=== Passage to read ===
..........

Martin Quinson wrote:
[...]
> * Locale::gettext (perl module)
> Needed by po4a for localization.
> Provided by liblocale-gettext-perl on Debian, perl-Locale-gettext on
>Mandrake and Fedora Core(DAG), perl-gettext on SUSE.
>
> Would you be open to a patch that acted as a wrapper around
>Locale::gettext so that po4a would continue to work untranslated if that
>module was missing?
[...]
Ok. Great. It could even be done by default in the Common.pm module,
which
would then export the d?gettext functions. Impact on other parts would be
the need to kill the explicit gettext loading.
Good idea. I'll do that.
> * Text::WrapI18N (perl module)
> Pure perl (so easy to check in) but depends on Text::CharWidth which
>is not pure perl.
> Provided by libtext-wrapi18n-perl on Debian. Found no RPM packages
>providing it.
>
> Text::WrapI18N was not used in po4a 0.16.2. I initially thought it
>was used to wrap the text being output to the .po and .sgml files but in
>fact it seems to only be used to print messages, warnings and errors.
>Why is it needed? Doesn't a simple print work fine?
This module becomes important when you want to wrap CKJ languages
(japaneese, corean), which don't have any spaces, if I understood well. So
finding where you can cut the sentence properly is not as easy as in, say,
french.
So, actually, we *ought* to use it all around the place. Maybe through a
wrapper such as the one you propose for gettext...
Ok. I can understand why it would be important to use it for writing po
files and Sgml files. It's a shame it's used everywhere but there ;-)

..........

=== Records to use ===
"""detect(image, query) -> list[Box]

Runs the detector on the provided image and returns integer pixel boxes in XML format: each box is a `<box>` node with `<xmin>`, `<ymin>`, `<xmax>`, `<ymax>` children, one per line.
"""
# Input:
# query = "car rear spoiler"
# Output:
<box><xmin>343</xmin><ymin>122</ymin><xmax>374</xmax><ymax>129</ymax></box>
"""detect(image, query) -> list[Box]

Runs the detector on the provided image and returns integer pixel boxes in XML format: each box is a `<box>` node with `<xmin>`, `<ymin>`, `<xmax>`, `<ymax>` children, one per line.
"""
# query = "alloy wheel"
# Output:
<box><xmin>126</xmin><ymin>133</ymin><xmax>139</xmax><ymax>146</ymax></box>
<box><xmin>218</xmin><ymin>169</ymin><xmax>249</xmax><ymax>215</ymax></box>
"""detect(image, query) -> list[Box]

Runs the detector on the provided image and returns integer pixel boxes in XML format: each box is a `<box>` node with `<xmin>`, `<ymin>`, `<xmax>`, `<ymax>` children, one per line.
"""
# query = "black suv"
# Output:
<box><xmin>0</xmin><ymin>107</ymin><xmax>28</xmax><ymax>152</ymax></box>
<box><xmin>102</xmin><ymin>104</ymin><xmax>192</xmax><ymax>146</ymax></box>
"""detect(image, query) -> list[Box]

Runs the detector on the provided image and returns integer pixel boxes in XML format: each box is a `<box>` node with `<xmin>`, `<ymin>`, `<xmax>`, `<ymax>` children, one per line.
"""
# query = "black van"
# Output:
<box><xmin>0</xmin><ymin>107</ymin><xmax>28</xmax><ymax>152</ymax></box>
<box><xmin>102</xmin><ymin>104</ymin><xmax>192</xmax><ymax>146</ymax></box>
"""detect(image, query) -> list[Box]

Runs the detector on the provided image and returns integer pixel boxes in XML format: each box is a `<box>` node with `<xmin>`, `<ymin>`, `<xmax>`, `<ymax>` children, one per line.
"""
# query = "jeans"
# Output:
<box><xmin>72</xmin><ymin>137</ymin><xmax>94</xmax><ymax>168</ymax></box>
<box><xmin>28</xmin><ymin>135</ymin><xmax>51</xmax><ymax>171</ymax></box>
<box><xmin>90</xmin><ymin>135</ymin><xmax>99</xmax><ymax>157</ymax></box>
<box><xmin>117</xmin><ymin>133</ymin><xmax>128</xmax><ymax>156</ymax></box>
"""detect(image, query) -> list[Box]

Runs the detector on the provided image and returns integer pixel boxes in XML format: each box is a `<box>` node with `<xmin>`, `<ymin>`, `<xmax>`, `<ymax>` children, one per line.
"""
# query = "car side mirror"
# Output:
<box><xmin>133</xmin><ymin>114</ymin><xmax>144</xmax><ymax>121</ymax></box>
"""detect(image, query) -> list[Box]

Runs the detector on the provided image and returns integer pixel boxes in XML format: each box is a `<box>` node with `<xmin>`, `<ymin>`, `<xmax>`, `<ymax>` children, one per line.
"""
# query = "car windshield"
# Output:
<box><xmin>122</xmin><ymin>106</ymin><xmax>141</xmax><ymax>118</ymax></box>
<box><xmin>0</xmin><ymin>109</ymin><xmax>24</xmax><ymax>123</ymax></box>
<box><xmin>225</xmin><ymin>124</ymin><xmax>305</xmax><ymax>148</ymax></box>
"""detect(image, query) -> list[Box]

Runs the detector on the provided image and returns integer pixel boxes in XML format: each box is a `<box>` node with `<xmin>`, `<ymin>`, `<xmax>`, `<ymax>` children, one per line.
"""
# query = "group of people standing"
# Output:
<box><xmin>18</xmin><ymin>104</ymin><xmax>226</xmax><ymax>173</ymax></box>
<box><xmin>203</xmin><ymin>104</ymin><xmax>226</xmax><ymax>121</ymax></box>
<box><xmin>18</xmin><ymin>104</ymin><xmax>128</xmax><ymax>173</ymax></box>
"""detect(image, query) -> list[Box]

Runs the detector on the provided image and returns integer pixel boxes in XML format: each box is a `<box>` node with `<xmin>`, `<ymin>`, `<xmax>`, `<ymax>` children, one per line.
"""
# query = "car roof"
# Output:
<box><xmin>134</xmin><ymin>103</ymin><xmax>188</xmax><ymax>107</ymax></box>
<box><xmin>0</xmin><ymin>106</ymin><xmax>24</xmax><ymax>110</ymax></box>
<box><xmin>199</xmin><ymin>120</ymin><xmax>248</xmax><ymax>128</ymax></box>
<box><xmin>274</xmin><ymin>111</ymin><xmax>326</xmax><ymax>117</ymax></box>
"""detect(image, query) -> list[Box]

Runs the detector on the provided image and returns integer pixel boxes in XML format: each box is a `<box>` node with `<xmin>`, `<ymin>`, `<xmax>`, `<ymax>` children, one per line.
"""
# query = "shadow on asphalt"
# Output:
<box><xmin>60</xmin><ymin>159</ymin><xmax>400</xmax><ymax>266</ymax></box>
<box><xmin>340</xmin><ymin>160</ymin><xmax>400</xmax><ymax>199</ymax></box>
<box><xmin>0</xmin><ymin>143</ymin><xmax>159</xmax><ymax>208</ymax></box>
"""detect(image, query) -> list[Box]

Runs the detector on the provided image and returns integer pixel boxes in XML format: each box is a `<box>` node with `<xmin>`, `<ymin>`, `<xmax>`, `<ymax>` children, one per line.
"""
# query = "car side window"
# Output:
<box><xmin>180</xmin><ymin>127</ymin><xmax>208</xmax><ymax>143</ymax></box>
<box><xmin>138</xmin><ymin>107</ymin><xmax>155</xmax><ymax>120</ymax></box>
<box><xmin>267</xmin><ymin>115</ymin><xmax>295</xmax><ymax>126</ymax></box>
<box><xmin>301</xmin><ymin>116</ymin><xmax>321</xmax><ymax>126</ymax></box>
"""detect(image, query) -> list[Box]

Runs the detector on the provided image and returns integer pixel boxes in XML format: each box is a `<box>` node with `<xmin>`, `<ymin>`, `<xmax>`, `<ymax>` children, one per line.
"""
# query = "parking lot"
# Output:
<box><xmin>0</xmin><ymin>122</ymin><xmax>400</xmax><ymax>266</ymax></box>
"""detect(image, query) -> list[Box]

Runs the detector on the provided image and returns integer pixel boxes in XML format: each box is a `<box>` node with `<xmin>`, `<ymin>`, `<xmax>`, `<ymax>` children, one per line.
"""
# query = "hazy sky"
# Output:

..........

=== Requirement A ===
Pick out each line of the listing above that contains the word "side", and treat uppercase and lowercase letters as different.
=== Requirement B ===
Carry on the email exchange about po4a's Perl module dependencies, starting right after its last sentence.

=== Expected answer A ===
# query = "car side mirror"
# query = "car side window"

=== Expected answer B ===
(I've seen your other email explaining why it's that way).
What I don't understand is why it is used to print informational and
error messages. Won't the xterm wrap things on its own? It does just
fine when I print a very long line in French or English. Doesn't it do
the same CKJ languages? If not I'd say it is pretty broken.
My next question has to do with the wrapper implementation. I did not
check it out in details but it seems like it works on the multibyte
string. Wouldn't it be possible to implement a wrapper using the Perl
5.8 Unicode support? It would work like this:
# "Noël Noël" in UTF-8
my $oct="Noël Noël";
Here length($oct) = 11 because ë is encoded as two 8bit characters.
my $str=Encode::decode("UTF-8", $oct);
Here length($str) = 9 because ë is encoded as one unicode
character. This means we can cut up the string as we want:
my $sub=Encode::encode("UTF-8",substr($str,0,3));
Here $sub contains "Noë", that is "Noë" in UTF-8 and has a
length
of 4.
There's still the issue of word boundaries because, at least for the
Sgml file, we would not want to cut a word in two. But I would expect
that, on Unicode strings, \b, \w amd \W would work sensibly even for CKJ
languages. The advantage is that this would make it possible to do
wrapping using only standard Perl features. The drawback is it would
required perl 5.8.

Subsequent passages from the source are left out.